What you have to do:
Write out the listing below from the line containing "the sand mound" to its last line, unaltered, ends included.

Source records:

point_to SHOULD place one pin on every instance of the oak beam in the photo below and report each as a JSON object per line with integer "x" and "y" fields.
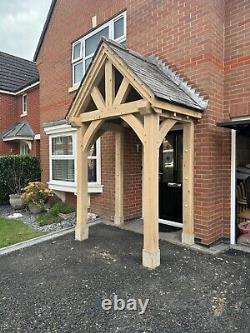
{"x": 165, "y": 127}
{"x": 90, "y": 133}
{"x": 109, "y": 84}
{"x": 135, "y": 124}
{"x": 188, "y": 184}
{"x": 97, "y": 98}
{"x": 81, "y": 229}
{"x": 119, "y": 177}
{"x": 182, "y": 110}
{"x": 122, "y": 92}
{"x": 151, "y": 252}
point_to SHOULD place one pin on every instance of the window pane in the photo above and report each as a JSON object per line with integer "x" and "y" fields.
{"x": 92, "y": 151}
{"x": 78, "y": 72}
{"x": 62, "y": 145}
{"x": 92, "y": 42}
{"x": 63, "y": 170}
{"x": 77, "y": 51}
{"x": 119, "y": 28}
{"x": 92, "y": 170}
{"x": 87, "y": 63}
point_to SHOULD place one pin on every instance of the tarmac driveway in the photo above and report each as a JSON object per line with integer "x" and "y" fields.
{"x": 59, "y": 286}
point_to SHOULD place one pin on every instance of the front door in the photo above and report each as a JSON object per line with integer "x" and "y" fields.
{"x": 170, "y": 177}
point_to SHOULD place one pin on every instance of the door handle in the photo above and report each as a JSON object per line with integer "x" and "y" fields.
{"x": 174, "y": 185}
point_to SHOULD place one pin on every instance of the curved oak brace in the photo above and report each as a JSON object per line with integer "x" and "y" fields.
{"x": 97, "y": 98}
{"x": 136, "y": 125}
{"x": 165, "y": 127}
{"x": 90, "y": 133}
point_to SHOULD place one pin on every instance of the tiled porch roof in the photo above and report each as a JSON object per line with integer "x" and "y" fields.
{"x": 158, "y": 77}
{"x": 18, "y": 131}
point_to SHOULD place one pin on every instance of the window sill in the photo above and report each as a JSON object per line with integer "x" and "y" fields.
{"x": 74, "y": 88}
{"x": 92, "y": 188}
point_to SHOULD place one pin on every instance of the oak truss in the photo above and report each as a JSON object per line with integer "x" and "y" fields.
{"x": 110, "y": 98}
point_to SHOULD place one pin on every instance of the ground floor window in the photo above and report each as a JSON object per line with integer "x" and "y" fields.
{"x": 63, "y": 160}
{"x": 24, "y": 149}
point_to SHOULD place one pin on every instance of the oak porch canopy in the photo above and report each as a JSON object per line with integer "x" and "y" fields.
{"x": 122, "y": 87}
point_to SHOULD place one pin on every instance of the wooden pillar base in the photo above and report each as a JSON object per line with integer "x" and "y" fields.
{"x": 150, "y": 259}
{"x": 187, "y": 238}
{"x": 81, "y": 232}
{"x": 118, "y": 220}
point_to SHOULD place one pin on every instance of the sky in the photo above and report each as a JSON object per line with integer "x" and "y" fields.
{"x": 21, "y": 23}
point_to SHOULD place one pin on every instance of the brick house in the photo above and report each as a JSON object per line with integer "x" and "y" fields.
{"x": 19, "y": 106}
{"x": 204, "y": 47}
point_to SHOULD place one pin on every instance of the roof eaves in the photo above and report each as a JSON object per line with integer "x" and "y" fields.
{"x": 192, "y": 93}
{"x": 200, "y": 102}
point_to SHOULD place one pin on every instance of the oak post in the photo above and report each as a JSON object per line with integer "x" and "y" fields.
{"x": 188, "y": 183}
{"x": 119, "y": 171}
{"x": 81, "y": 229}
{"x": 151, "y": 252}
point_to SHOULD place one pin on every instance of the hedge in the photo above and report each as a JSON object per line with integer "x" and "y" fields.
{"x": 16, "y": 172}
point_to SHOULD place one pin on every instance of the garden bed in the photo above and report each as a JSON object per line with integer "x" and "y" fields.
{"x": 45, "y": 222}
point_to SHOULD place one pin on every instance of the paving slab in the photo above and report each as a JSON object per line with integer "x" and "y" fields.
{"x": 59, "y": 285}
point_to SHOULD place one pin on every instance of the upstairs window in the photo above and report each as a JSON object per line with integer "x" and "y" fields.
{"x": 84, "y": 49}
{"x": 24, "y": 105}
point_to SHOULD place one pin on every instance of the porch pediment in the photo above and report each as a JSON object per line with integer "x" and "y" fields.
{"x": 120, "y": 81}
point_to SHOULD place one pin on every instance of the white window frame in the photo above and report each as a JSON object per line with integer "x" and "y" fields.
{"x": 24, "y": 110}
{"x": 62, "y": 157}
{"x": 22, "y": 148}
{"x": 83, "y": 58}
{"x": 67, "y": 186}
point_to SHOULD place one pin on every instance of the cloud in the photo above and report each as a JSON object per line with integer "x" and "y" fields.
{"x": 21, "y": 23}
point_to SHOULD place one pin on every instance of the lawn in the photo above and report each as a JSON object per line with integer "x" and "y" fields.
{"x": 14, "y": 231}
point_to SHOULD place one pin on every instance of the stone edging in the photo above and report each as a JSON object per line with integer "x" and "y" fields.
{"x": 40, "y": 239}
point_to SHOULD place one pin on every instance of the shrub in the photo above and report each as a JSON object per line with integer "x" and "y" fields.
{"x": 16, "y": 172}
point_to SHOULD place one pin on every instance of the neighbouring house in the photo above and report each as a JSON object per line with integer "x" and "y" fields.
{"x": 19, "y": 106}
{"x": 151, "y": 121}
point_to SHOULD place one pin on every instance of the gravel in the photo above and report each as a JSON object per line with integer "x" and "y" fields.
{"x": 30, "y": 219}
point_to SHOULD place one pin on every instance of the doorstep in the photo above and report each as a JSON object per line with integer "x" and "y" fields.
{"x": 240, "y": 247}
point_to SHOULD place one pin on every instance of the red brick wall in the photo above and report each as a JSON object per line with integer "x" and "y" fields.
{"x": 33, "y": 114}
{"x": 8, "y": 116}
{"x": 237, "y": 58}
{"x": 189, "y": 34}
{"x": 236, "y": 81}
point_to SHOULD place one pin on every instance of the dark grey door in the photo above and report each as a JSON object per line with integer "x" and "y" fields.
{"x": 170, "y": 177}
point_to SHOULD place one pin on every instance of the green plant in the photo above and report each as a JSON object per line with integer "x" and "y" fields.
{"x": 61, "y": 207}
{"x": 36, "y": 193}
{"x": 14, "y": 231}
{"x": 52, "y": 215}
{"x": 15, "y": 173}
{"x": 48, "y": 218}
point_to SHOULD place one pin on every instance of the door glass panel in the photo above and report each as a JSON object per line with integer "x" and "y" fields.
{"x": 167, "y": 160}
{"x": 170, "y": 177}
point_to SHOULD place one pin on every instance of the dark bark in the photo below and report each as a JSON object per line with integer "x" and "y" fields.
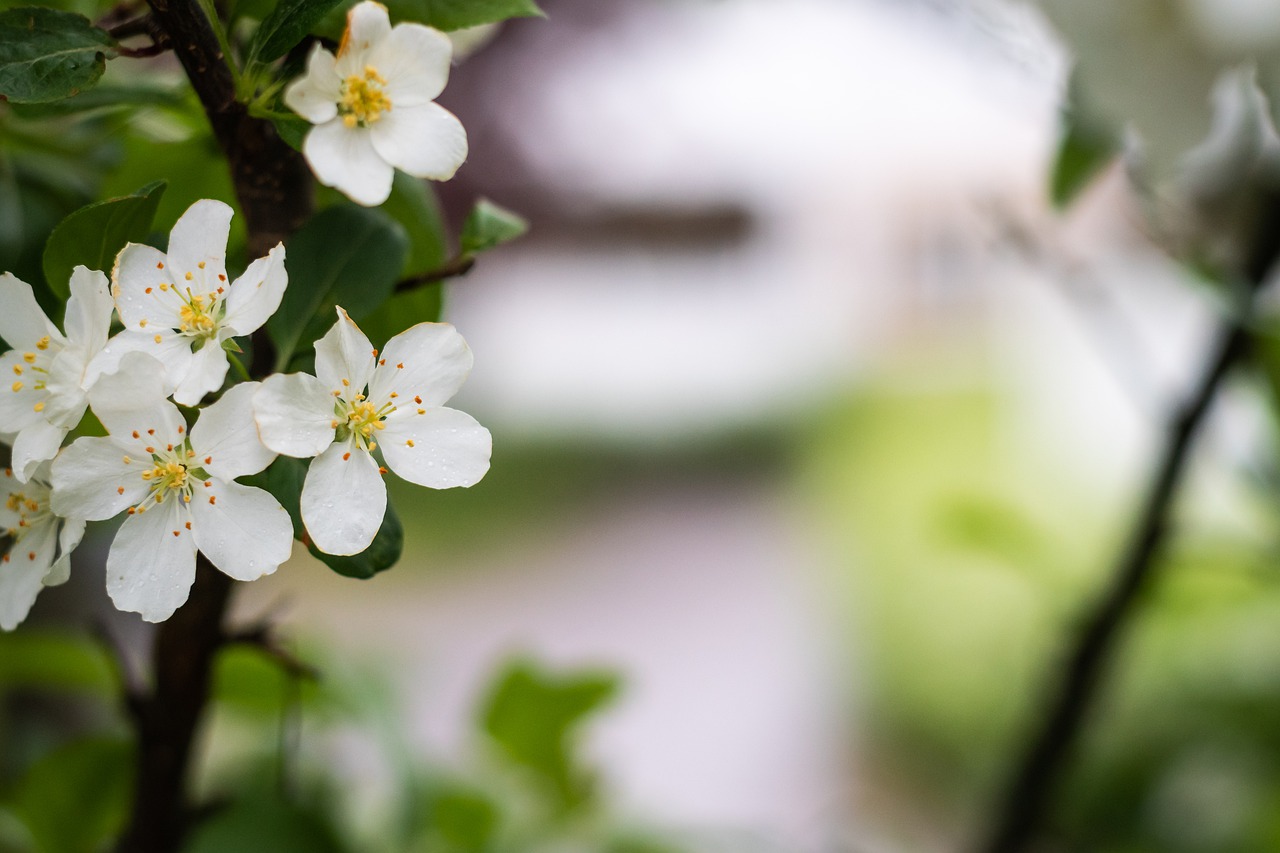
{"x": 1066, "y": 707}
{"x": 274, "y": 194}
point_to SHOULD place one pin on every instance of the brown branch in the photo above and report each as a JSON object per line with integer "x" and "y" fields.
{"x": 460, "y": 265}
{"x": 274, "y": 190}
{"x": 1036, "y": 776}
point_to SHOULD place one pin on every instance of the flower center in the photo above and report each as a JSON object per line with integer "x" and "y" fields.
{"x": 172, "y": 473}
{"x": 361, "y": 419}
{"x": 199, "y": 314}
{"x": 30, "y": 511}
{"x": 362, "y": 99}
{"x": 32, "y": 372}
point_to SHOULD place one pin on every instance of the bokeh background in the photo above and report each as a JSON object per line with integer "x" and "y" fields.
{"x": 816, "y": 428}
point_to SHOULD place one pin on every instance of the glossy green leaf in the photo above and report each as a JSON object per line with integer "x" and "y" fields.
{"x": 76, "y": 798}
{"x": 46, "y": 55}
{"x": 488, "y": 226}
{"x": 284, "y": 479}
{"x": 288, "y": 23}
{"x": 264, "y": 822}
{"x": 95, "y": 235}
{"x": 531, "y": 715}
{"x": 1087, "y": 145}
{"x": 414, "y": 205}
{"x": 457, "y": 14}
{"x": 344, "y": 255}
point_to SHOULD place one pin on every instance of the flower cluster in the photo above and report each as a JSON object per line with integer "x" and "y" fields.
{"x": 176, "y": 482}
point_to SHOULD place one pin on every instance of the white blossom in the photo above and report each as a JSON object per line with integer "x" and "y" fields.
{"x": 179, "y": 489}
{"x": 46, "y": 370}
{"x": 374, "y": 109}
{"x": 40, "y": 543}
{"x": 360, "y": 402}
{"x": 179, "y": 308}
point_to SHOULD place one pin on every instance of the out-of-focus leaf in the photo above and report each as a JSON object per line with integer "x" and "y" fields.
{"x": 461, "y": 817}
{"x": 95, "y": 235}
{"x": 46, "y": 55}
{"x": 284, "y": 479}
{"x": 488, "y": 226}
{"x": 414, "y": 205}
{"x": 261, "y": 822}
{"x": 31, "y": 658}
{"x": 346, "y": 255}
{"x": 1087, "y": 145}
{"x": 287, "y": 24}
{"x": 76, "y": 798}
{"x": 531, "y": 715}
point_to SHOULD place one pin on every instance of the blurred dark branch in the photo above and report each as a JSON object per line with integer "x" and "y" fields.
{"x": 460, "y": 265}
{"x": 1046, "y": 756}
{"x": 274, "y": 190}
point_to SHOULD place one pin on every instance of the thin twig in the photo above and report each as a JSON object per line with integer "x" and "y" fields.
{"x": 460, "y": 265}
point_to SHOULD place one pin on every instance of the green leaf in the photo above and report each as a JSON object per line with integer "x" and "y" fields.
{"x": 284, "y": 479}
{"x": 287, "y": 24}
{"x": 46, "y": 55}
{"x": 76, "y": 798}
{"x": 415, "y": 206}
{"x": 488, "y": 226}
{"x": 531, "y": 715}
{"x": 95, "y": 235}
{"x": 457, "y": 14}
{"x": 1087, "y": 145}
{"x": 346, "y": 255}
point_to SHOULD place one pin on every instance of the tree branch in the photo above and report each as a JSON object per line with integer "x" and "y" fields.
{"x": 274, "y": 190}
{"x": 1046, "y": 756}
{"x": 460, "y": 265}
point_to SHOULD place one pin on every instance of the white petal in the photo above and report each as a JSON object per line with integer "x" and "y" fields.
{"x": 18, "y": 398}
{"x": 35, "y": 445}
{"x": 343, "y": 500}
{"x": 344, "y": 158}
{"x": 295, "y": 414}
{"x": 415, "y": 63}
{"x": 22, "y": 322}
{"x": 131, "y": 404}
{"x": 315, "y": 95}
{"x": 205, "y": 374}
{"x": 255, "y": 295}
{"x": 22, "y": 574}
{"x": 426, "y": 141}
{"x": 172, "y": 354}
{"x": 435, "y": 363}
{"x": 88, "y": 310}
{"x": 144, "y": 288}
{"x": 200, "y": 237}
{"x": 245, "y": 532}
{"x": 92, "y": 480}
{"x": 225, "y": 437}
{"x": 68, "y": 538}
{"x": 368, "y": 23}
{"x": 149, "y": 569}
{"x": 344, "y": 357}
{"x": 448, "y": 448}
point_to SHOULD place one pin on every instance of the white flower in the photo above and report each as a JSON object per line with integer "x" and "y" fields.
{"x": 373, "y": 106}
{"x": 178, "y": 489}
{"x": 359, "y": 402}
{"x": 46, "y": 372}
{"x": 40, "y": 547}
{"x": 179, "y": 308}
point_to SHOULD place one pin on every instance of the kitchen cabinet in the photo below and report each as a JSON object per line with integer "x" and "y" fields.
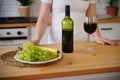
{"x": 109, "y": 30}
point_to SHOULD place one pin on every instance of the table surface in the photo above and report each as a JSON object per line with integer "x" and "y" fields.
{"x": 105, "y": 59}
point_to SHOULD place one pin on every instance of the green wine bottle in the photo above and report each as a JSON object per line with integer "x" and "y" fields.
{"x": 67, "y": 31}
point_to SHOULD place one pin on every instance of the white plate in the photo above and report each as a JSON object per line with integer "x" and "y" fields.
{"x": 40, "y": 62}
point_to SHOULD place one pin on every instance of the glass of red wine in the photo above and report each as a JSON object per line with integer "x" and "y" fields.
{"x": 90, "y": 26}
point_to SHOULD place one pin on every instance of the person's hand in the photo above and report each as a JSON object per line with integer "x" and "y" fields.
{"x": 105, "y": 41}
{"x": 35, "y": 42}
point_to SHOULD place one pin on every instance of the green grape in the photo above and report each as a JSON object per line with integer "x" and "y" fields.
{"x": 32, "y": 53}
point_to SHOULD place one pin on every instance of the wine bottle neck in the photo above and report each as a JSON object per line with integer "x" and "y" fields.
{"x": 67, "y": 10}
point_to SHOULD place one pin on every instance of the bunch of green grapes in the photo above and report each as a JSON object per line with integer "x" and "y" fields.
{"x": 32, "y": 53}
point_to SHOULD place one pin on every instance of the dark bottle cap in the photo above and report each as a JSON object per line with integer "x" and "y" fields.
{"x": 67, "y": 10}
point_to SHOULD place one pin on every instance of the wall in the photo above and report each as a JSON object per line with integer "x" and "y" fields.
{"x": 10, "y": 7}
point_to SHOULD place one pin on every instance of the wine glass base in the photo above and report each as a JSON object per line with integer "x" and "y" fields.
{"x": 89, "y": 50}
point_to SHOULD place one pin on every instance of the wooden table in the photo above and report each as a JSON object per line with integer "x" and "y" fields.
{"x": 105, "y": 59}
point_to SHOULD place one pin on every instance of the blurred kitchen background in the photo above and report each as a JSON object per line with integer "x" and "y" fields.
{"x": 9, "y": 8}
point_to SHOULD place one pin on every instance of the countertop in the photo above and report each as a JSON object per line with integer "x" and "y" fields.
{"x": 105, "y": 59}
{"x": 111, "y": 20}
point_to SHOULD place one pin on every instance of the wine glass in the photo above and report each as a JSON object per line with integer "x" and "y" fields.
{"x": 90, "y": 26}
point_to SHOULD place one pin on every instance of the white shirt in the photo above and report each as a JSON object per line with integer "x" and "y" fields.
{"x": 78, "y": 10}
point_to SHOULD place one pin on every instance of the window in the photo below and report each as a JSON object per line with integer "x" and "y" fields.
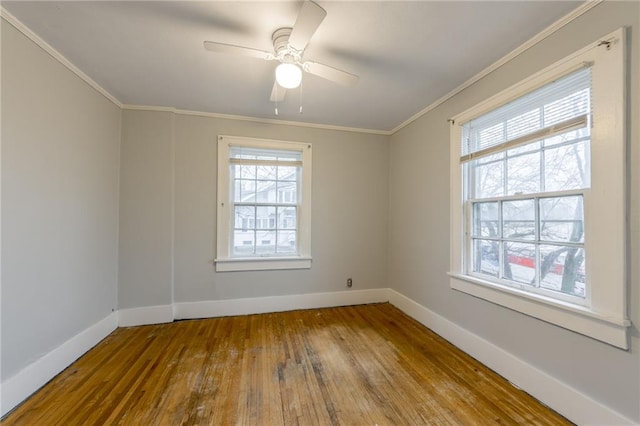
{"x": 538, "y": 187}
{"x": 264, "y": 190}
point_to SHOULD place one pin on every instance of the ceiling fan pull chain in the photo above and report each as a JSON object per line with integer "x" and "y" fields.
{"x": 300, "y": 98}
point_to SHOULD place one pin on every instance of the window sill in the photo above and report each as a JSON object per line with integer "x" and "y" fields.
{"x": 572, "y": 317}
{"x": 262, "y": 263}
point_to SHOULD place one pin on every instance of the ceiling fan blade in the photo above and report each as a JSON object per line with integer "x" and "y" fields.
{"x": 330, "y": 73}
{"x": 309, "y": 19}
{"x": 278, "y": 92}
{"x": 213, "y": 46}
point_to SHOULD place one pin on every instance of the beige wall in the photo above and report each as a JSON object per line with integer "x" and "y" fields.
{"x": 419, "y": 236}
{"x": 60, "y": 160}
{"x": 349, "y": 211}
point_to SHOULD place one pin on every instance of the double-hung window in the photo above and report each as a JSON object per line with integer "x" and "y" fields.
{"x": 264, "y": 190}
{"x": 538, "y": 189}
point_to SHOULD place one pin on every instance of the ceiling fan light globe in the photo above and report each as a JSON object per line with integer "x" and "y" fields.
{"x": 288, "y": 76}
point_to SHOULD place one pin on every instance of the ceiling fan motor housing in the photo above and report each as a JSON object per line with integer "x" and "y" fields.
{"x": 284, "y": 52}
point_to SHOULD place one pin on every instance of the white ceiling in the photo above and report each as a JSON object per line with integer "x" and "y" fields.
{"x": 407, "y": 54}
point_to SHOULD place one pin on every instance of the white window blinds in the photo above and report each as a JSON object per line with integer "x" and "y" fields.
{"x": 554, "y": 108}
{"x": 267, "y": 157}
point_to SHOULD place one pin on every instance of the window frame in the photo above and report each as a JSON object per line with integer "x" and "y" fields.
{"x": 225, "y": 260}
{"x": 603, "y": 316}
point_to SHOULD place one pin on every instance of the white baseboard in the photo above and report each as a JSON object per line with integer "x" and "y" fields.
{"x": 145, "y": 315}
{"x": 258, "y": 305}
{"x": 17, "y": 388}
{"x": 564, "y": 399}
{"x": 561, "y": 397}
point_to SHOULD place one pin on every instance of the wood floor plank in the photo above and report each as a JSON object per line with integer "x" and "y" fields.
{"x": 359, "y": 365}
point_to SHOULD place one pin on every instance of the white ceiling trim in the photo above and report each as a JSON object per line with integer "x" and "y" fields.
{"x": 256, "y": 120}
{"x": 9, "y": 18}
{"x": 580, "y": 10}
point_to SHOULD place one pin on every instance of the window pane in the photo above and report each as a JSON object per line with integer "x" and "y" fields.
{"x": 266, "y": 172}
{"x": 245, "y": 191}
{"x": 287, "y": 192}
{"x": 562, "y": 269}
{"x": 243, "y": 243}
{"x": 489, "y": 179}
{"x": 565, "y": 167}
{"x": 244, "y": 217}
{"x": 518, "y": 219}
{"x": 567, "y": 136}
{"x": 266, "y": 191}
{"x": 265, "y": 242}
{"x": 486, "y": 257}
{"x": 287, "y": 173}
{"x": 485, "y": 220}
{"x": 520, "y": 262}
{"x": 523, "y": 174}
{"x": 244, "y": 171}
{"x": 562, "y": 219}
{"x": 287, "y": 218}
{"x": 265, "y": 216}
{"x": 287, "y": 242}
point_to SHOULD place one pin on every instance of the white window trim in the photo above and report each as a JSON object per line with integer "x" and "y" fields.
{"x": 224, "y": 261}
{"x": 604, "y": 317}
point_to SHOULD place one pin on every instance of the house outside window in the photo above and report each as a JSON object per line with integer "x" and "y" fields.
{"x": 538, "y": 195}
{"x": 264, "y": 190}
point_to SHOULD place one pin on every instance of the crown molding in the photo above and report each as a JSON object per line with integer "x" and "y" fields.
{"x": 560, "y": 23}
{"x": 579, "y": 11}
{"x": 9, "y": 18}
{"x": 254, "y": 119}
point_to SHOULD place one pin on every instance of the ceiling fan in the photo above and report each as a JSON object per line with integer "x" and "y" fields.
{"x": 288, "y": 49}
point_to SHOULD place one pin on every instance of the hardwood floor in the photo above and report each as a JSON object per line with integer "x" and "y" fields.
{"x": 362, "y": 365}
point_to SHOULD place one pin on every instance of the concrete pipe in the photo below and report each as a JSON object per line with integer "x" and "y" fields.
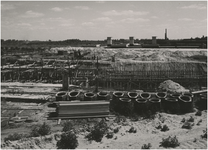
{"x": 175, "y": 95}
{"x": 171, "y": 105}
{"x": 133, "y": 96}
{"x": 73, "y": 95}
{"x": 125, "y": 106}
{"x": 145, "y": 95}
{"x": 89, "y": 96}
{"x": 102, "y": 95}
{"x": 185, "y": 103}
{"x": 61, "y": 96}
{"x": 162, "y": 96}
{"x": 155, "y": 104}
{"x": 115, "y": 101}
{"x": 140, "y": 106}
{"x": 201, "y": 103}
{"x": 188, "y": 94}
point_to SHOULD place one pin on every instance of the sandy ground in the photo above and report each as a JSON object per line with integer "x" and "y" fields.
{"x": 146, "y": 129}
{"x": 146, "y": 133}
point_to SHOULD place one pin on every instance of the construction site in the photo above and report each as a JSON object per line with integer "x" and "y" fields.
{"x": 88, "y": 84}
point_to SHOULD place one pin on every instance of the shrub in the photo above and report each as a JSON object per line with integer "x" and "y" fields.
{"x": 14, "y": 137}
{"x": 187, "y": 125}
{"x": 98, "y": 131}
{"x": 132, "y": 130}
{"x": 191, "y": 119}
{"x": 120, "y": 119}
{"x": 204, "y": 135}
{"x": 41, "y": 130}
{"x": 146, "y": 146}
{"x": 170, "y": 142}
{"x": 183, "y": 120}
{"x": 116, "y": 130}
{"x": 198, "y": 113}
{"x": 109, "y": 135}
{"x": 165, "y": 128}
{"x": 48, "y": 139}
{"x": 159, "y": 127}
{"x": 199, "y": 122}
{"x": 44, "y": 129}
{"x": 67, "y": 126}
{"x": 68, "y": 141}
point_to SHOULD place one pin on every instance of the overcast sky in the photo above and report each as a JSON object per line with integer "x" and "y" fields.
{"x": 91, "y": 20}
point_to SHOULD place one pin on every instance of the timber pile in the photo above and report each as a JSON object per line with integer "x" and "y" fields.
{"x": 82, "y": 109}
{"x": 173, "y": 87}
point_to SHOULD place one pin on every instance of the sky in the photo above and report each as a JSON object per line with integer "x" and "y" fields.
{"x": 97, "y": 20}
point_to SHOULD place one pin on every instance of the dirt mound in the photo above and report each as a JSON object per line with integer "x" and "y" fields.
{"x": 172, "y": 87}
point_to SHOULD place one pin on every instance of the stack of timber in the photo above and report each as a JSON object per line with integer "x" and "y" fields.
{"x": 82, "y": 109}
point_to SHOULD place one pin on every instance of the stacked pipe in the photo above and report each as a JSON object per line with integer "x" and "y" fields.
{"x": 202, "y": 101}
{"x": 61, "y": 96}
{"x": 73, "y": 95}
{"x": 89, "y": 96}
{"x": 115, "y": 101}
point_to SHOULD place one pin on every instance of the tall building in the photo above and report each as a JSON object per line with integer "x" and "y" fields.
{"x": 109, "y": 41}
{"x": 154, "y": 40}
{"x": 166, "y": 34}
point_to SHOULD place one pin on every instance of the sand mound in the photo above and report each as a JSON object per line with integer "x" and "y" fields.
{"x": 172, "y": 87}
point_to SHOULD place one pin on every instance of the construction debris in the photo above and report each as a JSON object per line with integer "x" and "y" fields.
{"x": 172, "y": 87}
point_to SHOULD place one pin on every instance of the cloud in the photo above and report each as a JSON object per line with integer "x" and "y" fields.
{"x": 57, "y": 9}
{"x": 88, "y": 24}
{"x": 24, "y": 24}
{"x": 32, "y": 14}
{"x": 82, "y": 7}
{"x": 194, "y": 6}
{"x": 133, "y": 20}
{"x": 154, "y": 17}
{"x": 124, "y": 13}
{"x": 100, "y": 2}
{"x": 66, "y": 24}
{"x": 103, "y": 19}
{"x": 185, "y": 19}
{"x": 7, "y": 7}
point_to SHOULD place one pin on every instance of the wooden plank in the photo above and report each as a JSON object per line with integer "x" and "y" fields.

Answer below:
point_to SHOULD place one pin on every instance of the sand mound in the photo above and report each as a JSON object per line with integer "x" and "y" fields.
{"x": 172, "y": 87}
point_to SHOULD place one pin on every instance of the construction debris in the photo above and report each as a JSON object per line with integer "x" and "y" fields.
{"x": 172, "y": 87}
point_to SHOULD place one pin on every instance of the cloud in the photo above and report each as a JSON object per line with integer "x" and "y" fields.
{"x": 57, "y": 9}
{"x": 88, "y": 24}
{"x": 24, "y": 24}
{"x": 32, "y": 14}
{"x": 82, "y": 7}
{"x": 194, "y": 6}
{"x": 133, "y": 20}
{"x": 154, "y": 17}
{"x": 124, "y": 13}
{"x": 100, "y": 2}
{"x": 66, "y": 24}
{"x": 103, "y": 19}
{"x": 185, "y": 19}
{"x": 7, "y": 7}
point_to SHOULD place one pin on every instance of the wooden plank in the photo above and report each as a JSON object per line with integer "x" and "y" fields.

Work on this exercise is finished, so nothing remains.